• Exercise details: Continue the market report on the stock market's tumultuous week from where it stops.

Start of Supplied text

By Stan Choe
Stocks are holding steady Friday as Wall Street nears the end of its tumultuous week.
The S&P 500 was little changed in morning trading, following losses for stocks in Europe and Asia. The bond market was relatively quiet, while crude prices climbed again.
The calm trading in U.S. markets belies what’s been a wild week. From Monday’s astonishing plummet for oil to Thursday’s sudden disappearance of a morning stock rally, markets pinballed as the mood swung from fear to hope and back again.
Through it all, reports piled higher showing the economic damage done by the coronavirus pandemic is even worse than feared. It’s so severe that a heavily divided Congress has reached a bipartisan agreement on massive support for the economy, and President Donald Trump is set to sign a bill Friday to send another nearly $500 billion in loans to small businesses and aid for hospitals.
The Dow Jones Industrial Average was down 30 points, or 0.1%, at 23,481, as of 11:07 a.m. Eastern time, and the Nasdaq was up 0.2%.
Gains for Apple and other big technology companies helped prop up the market. Tech stocks make up an outsized portion of the S&P 500, a quarter of the index’s total market value by themselves. And because the index‘s movements are dictated by changes in its market value, the performance of the biggest stocks can have a disproportionate effect.
Energy stocks also climbed after the price of a barrel of U.S. oil to be delivered in June rose 2.3% to $16.88. It had dropped as low as $6.50 earlier this week on worries that oil storage tanks are close to topping out amid a collapse in demand, leaving nowhere to keep all the extra oil coming out of the ground. In one corner of the U.S. oil market, prices even dropped below zero momentarily.
Brent crude fell 1% to $24.52 per barrel.
The S&P 500 is on track for a loss this week, which would snap its first two-week winning streak since the coronavirus outbreak caused stocks to start selling off in February.
Stocks have been generally rallying since late March on promises for massive aid from Congress and the Federal Reserve, along with more recent hopes that the outbreak may be leveling off and could lead parts of the economy to reopen.
In Georgia, some businesses on Friday took the first steps toward reopening after the governor eased a monthlong shutdown.

End of Supplied text
Start of Information given

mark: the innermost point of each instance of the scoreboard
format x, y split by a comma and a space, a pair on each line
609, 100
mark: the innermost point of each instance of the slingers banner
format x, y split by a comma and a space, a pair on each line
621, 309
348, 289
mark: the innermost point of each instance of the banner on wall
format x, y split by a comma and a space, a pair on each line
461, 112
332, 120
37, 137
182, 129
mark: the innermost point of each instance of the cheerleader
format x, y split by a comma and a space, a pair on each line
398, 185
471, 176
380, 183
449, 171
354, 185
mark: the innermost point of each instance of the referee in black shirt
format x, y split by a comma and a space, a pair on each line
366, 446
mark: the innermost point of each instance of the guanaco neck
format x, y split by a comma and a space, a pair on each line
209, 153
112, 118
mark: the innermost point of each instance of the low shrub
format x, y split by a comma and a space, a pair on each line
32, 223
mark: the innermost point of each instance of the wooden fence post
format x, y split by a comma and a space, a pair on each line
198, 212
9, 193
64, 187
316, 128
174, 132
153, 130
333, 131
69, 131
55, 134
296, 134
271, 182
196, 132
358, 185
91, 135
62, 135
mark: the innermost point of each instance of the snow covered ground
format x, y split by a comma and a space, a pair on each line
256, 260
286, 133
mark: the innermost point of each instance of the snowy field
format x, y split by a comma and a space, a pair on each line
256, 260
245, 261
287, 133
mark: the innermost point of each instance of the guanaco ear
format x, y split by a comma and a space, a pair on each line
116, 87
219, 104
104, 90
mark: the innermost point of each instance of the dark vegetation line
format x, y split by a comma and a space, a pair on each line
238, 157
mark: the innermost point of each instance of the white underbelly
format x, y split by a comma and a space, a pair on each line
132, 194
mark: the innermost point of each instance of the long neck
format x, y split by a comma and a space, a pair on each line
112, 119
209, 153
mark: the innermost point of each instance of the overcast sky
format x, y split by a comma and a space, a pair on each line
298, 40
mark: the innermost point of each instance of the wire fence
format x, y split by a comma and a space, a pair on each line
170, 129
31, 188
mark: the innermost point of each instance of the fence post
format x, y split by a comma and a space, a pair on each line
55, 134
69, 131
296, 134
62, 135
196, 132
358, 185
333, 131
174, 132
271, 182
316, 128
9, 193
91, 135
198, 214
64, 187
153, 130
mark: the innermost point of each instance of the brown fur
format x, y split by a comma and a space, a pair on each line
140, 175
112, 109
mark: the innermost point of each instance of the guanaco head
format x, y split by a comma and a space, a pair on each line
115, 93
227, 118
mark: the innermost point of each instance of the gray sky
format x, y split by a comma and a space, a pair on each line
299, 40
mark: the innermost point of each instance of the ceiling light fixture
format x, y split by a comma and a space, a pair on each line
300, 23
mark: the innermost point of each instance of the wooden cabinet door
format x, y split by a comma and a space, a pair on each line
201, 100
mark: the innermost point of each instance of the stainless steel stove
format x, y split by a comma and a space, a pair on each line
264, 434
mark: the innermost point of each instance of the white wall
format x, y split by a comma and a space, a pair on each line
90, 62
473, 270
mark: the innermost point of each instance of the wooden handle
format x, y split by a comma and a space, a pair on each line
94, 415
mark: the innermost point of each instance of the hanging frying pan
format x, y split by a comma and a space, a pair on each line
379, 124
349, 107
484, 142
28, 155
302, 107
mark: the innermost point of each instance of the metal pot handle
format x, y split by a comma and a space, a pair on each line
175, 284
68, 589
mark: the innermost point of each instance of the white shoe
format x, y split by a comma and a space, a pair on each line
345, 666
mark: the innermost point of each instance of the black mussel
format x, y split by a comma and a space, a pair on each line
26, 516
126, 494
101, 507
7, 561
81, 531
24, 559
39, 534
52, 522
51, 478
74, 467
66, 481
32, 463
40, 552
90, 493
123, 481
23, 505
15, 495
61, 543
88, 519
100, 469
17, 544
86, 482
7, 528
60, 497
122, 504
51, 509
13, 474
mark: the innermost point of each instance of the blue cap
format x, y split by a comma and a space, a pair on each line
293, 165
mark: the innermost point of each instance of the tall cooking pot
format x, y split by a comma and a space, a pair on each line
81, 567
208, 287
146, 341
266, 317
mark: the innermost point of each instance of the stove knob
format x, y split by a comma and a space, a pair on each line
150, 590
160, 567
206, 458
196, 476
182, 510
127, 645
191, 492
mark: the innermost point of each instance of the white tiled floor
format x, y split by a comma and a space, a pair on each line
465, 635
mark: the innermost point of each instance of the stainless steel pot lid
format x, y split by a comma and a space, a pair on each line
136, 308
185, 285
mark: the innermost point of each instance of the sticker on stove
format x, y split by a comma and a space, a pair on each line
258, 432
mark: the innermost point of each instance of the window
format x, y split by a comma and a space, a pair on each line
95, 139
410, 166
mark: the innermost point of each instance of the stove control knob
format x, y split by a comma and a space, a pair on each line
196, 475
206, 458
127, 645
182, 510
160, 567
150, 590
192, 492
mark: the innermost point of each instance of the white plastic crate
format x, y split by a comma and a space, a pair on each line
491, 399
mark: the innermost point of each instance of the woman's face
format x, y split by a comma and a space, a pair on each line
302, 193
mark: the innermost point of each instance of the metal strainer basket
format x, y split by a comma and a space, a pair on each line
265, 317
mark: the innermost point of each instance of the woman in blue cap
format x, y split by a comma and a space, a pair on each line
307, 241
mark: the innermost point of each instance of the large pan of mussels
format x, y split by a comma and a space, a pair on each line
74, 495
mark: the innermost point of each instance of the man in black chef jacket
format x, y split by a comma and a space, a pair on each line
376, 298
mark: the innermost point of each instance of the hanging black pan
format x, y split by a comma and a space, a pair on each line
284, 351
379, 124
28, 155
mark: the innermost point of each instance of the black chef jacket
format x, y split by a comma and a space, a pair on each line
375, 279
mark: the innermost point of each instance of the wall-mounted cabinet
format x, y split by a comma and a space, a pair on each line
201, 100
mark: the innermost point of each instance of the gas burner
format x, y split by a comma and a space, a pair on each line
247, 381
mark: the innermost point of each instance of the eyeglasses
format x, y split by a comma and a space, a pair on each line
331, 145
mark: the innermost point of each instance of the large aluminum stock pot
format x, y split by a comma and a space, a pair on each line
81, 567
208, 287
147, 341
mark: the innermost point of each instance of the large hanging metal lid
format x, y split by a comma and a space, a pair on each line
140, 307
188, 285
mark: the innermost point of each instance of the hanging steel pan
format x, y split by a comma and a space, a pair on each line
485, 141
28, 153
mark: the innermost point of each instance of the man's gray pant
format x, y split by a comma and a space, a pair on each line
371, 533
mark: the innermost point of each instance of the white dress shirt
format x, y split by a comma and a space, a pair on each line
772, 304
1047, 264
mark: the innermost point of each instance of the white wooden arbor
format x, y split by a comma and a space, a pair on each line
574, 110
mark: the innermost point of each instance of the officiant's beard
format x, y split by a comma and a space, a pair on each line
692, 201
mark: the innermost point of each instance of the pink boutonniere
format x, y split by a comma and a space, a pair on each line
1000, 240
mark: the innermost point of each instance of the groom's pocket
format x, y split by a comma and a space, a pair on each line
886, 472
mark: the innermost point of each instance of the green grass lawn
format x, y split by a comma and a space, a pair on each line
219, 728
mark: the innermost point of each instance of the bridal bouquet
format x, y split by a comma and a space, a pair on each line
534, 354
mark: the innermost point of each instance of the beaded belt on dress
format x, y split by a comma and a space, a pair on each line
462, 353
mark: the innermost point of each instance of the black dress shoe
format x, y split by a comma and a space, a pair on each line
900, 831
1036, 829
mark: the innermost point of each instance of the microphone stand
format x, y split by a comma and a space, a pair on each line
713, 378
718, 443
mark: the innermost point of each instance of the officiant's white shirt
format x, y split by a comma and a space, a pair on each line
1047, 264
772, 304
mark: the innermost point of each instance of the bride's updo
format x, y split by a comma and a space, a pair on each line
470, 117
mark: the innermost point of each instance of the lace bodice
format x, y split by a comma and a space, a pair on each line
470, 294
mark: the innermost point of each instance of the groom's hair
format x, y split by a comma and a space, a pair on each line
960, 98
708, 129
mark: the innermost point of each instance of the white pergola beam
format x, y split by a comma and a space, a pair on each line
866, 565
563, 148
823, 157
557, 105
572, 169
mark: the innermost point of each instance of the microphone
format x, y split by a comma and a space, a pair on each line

End of Information given

• Written response:
But many professional investors have been skeptical of the market‘s recent rally. They say that there’s still too much uncertainty about how long the recession will last and that attempts to reopen the economy could backfire and trigger more waves of infections if they’re premature.
Even if states and other localities tell businesses they can reopen, how many shoppers will feel comfortable enough to go outside and spend money on them?
In a demonstration of how hungry the market is for a vaccine or treatment for COVID-19, which could drive more confidence, the S&P 500 erased a rally of more than 1% in a span of seconds on Thursday following a discouraging report about a potential drug treatment. The Financial Times said that a Chinese study of the drug found no positive effect, citing data published accidentally by the World Health Organization, though the company behind the drug said the data represented “inappropriate characterizations” of the study.
Through all the volatility, many investors saving for retirement have been holding steady. They’re calling in for advice much more often, and the average number of calls going into Fidelity Investments each day jumped 20% in the first three months from a year earlier.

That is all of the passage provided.